* _Task description_: Your whole reply should be the lines from the one that contains "of the shrub" through the last line of the listing, copied exactly.

--

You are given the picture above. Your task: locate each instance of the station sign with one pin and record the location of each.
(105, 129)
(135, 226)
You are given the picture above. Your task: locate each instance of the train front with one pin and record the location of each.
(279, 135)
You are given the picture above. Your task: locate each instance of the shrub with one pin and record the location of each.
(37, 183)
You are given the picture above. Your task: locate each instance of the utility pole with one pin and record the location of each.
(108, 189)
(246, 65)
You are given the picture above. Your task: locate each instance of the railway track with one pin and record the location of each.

--

* _Written response_:
You are given the picture above. Your task: locate each instance of the shrub with one pin and record the location of each.
(37, 183)
You are given the picture above. Your task: locate each instance of the utility pole with one pin and record the location of each.
(108, 189)
(246, 65)
You are given the picture above. Your task: locate each instance of the railway track with one pin and record the location of each.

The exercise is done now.